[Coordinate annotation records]
☆ ☆ ☆

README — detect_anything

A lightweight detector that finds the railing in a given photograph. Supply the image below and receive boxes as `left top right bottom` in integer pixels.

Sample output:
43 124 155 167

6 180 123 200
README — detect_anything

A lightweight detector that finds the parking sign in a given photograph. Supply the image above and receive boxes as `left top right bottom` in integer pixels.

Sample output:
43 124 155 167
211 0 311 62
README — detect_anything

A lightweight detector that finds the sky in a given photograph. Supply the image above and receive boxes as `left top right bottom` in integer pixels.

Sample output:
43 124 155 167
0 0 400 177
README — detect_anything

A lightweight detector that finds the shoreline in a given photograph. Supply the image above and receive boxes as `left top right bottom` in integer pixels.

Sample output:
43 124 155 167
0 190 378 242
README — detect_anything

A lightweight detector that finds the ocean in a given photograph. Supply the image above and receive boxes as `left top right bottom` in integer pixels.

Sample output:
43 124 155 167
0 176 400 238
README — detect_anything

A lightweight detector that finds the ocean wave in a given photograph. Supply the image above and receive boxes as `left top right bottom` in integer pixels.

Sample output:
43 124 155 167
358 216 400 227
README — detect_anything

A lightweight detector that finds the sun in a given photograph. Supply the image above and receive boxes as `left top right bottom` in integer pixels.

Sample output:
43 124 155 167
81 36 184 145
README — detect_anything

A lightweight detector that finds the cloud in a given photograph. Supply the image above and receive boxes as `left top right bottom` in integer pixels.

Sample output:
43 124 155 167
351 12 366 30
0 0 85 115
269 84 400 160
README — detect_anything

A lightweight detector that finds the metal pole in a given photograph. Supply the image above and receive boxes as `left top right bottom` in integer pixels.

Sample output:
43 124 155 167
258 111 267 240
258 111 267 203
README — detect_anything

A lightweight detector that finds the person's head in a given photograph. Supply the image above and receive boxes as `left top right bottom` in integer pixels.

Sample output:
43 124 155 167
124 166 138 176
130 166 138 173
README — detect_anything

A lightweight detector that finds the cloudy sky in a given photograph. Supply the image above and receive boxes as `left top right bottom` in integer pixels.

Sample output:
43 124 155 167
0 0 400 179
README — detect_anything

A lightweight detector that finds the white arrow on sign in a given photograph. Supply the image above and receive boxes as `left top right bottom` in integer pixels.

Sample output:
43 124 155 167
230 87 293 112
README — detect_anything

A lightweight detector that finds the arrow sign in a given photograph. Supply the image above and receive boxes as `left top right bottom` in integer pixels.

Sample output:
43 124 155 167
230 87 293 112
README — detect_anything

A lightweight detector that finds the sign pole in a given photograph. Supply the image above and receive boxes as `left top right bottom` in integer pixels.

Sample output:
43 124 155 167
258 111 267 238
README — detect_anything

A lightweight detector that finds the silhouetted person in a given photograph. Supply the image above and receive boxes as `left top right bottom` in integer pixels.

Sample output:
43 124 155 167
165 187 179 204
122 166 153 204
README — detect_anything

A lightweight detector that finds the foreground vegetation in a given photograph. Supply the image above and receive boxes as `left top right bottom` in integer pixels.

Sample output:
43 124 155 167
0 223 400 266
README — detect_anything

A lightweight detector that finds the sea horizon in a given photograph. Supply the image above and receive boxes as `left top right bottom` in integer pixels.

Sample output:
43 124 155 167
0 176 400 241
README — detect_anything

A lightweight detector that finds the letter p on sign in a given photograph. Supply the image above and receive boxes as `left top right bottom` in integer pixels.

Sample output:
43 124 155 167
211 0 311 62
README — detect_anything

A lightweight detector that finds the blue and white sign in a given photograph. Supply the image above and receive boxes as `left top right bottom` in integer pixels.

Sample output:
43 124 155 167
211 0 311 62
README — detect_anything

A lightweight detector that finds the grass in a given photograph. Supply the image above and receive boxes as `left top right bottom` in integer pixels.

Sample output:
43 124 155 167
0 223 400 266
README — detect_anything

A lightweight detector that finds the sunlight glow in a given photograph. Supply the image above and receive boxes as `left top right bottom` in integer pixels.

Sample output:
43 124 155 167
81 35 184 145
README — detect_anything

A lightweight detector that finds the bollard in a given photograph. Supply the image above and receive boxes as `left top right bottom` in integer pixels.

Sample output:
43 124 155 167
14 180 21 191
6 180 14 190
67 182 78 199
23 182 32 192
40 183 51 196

☆ ☆ ☆

# Challenge
Rescale the records from the start through the line that contains "6 180 123 200", both included, and reproduce those lines in full with the request text. Multiply every box coordinate in the answers by 0.85 and round to whole numbers with halves going up, leaving the request wording and its sample output numbers as they are.

# Answer for this exercise
README — detect_anything

A lightweight detector that finds the railing in a given photograph. Supply the image below and receive boxes as `left top right bottom` in integer pixels.

Sample output:
43 124 155 167

5 153 105 170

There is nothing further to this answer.